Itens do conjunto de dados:
>>>
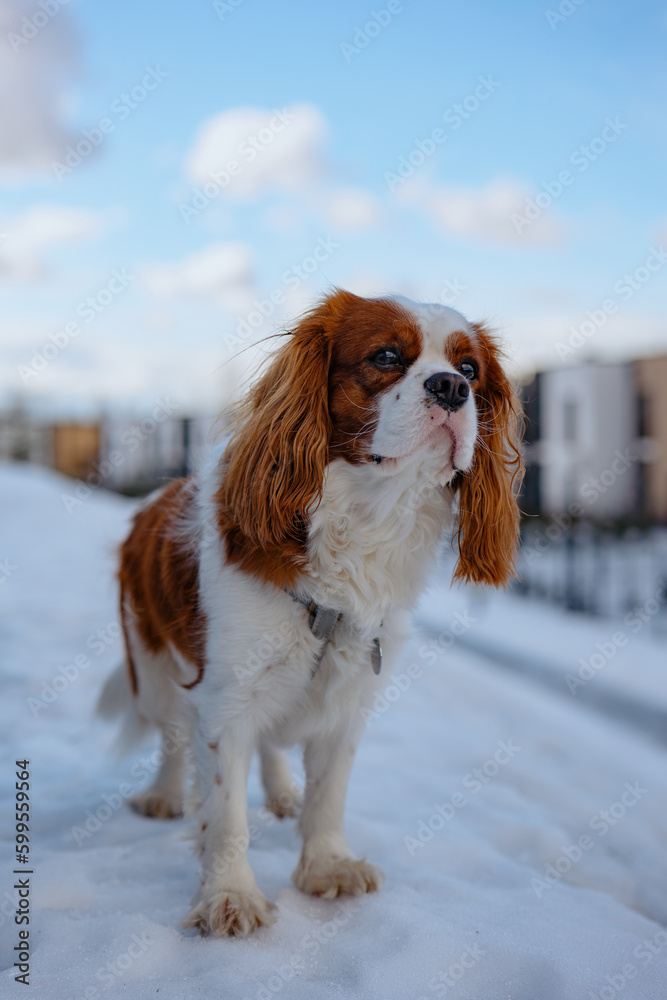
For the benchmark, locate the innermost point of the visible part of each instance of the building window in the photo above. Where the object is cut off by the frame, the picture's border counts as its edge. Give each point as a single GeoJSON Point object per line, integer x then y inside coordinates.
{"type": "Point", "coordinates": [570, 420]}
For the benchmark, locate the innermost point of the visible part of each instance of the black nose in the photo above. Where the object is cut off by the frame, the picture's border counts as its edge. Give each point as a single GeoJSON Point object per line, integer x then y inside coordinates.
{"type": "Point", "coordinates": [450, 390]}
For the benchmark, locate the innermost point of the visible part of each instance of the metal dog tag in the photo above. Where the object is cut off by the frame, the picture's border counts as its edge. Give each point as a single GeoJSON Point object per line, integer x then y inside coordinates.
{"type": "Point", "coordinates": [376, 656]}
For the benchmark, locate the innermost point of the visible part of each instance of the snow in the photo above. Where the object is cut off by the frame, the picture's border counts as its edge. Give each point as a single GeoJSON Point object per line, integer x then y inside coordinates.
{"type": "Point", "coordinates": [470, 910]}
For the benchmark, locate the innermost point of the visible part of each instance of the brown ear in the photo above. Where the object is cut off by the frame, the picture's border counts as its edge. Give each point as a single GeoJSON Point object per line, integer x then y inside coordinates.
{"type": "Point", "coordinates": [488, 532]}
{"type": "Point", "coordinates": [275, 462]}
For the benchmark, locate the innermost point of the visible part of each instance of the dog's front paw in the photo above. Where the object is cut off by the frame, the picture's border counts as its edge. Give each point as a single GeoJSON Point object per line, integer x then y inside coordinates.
<<<
>>>
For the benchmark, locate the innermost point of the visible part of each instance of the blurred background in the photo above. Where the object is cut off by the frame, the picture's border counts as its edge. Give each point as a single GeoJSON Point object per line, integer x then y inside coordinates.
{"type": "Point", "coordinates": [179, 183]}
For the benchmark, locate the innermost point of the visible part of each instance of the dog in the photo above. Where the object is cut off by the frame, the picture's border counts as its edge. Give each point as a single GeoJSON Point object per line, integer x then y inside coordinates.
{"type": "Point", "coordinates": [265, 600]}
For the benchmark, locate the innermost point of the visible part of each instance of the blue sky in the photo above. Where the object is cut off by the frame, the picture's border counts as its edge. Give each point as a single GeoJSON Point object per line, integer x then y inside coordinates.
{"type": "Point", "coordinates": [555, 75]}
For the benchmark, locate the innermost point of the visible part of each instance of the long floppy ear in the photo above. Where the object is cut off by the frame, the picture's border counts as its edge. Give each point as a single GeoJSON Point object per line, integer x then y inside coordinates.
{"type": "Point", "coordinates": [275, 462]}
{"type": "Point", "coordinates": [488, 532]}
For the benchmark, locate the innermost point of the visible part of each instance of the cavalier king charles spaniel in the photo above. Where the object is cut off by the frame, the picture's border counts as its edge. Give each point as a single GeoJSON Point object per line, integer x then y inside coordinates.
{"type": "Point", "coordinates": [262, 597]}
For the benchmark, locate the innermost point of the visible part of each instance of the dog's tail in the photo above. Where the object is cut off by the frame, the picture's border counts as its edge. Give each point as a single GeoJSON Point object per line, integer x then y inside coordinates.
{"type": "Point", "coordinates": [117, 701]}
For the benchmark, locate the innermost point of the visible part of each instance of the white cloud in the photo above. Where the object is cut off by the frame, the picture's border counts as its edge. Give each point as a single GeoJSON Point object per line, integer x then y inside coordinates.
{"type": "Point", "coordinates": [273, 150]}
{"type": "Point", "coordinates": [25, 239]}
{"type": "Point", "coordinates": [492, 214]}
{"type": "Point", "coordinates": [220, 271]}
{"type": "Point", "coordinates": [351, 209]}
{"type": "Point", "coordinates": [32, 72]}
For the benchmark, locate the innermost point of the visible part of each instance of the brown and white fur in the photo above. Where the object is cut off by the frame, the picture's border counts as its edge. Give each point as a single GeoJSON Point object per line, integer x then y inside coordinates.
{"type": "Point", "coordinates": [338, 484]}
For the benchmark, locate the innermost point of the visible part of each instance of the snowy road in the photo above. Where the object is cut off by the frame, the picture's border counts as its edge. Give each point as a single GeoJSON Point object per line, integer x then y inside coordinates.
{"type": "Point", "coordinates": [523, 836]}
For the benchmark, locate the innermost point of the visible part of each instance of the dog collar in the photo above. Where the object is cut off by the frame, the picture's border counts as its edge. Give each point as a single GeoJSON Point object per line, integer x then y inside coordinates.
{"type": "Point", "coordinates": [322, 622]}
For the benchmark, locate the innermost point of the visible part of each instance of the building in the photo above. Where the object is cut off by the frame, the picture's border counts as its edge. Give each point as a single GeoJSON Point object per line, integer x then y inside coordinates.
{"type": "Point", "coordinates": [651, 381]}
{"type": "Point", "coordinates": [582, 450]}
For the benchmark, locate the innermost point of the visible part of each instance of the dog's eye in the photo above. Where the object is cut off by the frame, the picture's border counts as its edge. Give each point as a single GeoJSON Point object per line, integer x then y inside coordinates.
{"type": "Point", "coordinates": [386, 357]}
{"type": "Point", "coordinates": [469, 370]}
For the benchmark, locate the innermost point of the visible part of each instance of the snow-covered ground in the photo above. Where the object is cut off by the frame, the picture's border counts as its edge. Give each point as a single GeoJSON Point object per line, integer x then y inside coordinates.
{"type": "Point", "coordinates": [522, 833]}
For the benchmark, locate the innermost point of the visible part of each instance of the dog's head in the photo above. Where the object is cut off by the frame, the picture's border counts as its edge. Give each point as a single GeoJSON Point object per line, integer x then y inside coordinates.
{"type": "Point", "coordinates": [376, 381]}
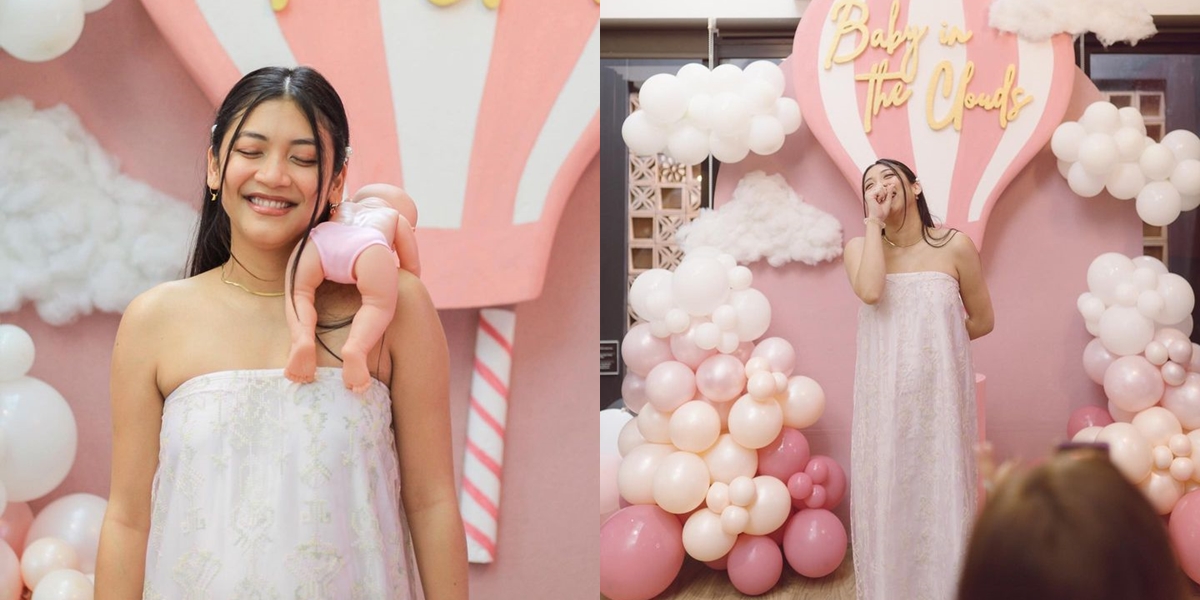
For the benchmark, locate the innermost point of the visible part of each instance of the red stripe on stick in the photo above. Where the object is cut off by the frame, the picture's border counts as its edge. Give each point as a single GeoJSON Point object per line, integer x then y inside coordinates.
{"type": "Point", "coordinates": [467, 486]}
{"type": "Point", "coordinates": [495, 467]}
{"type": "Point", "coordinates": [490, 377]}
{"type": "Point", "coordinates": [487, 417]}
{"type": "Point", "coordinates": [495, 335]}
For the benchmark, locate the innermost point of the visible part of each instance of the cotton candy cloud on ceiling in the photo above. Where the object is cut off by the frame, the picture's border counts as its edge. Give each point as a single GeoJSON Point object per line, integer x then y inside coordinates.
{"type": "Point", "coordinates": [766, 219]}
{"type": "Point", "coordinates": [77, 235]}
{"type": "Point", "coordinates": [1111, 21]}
<<<
- [EXERCÍCIO RÁPIDO]:
Reproduza, sem qualquer alteração, as linhas dos registros acima que vão da linha com "the brown ear" até a linha com "the dog's front", inclusive.

- [SOLUÇÃO]:
For the benchmark, locate the innermost point of the visible part of each instance of the brown ear in the photo above. Where the object is cut off by the frame, the picture's border counts as its edge. Give each point as a single GeoJSON Point object per line, integer x then y inside coordinates.
{"type": "Point", "coordinates": [488, 532]}
{"type": "Point", "coordinates": [275, 462]}
For the benchmark, locate the innermost point of the visible part of each instance of the dog's front paw in the photo above. Where the object is cut off by the frame, the picture's border counts as its edge. Give each point as a single GeoJSON Point object per line, integer x then y inside coordinates.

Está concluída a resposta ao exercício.